◆ **Information supplied**
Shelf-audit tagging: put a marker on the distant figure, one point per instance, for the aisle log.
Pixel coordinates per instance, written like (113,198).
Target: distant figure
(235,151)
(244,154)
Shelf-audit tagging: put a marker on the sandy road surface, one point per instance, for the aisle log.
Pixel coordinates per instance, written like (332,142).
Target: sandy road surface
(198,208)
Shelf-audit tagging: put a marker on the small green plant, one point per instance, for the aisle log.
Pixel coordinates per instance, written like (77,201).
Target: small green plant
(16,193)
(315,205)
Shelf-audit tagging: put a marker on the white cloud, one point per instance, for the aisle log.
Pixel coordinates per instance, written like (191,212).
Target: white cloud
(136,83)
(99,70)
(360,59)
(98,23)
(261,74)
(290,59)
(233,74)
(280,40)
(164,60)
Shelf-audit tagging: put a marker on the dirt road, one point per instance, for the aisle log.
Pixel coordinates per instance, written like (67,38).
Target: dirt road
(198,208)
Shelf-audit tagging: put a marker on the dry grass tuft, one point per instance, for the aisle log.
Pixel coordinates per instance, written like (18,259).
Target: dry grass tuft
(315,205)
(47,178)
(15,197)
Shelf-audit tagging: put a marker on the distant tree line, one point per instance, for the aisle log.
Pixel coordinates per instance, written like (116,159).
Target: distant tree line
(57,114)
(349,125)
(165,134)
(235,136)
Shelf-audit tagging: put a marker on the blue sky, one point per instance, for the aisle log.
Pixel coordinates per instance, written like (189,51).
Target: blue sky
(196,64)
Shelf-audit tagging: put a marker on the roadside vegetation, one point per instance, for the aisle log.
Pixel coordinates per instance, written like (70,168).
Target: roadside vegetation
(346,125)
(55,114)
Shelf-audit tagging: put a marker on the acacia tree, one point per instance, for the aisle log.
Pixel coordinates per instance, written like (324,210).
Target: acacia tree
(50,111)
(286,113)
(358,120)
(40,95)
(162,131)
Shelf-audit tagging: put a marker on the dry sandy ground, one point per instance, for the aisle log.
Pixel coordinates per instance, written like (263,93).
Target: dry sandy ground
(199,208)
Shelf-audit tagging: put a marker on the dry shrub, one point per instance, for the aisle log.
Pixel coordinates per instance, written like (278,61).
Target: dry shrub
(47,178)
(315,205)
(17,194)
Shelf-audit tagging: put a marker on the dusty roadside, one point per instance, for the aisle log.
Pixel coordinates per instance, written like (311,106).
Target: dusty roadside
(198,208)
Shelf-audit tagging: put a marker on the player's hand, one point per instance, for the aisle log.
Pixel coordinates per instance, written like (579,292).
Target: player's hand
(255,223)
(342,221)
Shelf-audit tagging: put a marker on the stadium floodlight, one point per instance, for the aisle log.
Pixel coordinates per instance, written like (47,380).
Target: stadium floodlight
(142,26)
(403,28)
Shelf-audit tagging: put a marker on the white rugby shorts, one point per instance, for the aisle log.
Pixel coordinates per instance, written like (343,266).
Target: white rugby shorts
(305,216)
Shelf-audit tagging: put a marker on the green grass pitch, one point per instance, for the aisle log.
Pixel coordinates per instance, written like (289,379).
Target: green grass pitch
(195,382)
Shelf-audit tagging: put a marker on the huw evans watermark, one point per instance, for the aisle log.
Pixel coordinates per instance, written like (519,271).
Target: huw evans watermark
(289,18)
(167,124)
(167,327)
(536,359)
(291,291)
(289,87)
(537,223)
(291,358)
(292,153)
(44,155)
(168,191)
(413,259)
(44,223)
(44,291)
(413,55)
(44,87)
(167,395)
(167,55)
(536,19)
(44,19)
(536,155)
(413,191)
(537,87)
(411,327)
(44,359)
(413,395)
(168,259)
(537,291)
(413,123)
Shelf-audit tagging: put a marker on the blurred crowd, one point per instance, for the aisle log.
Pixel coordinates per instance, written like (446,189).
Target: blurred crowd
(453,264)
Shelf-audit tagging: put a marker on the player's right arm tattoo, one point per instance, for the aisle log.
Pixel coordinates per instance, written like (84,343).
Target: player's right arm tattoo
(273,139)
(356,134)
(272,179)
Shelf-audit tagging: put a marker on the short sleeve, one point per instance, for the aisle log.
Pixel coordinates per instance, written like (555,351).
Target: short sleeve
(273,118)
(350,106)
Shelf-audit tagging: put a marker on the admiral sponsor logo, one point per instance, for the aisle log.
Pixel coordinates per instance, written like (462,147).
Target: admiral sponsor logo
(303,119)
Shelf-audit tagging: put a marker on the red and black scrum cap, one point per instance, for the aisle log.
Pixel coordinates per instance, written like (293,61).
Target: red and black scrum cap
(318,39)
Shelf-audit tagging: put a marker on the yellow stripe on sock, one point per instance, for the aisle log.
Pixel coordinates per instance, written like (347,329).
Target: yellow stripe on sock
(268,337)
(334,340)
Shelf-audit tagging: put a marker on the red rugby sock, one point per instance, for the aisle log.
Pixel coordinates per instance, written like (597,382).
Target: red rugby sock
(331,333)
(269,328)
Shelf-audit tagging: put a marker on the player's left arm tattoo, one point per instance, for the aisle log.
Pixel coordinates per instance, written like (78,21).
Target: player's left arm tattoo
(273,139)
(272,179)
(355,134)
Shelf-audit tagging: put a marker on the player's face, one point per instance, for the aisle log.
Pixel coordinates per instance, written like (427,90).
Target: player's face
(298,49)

◆ **Your goal**
Give back exactly what runs from the first line of the listing above to the line that contains "Shelf-audit tagging: put a marker on the distant tree", keeping both end lines.

◆ **Answer box**
Shelf-audit tagging: put a marker on the distant figure, one point per instance, for the aisle log.
Pixel coordinates per instance, written like (113,198).
Target: distant figure
(235,151)
(244,154)
Shelf-audit tagging: put a marker on the sandy road surface, one point per instance, for the aisle log.
Pixel coordinates per instance, written like (332,142).
Target: sandy road surface
(198,208)
Shelf-audit tagging: put a marker on the small green plant, one point per instance, for the aisle log.
Pixel coordinates per instance, written like (77,201).
Target: small green plant
(16,193)
(315,205)
Shelf-audit tagging: put a marker on the white cloud, one point per instance, for the aisle log.
Pixel coordinates per instance, written like (191,212).
Target: white cloud
(136,83)
(99,70)
(360,59)
(98,23)
(261,74)
(290,59)
(233,74)
(280,40)
(164,60)
Shelf-audit tagging: put a marker on the dirt road, one point per instance, for the aisle log.
Pixel coordinates per instance, written like (67,38).
Target: dirt road
(198,208)
Shelf-audit tagging: put a marker on the dry grass tuft, one point per instance, for the aisle log.
Pixel coordinates per instance, written like (18,259).
Target: dry grass tuft
(315,205)
(47,178)
(15,197)
Shelf-audit tagging: put a marker on the distant tree line, one point per instance, for the aisle log.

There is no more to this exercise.